Each entry needs to appear again, retyped exactly as it is below.

··· DATA FOR ANALYSIS ···

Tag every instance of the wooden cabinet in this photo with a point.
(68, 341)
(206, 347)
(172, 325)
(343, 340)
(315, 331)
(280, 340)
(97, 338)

···

• **RESPONSE AREA**:
Tag every instance of the wooden cabinet in this photo with a point.
(68, 341)
(206, 347)
(172, 325)
(343, 340)
(315, 331)
(280, 340)
(97, 338)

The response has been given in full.